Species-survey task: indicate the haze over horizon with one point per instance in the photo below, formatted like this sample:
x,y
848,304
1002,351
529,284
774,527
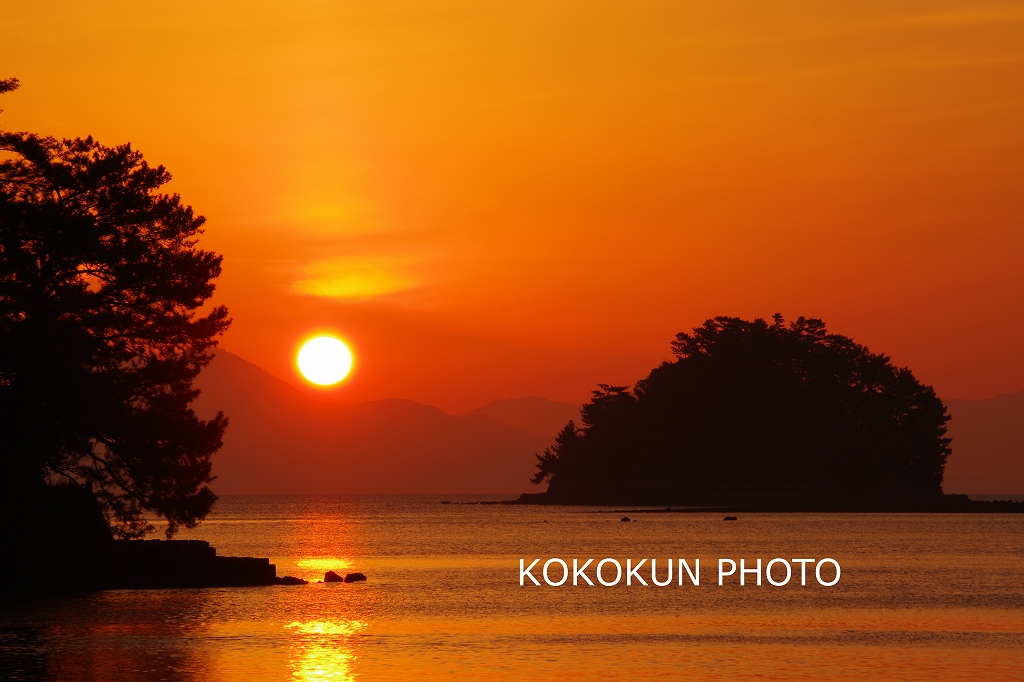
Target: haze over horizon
x,y
522,199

○ ○ ○ ○ ○

** What you are asked to do **
Rewrite all the lines above with every "haze" renamed to "mist" and nothing else changed. Leave the pictures out of your answer.

** Solution to the exercise **
Species-survey task: indicate the mist over horizon with one point per instance in the photo below, formatted like this sample:
x,y
848,304
1002,351
529,284
774,527
Target: mist over horizon
x,y
522,199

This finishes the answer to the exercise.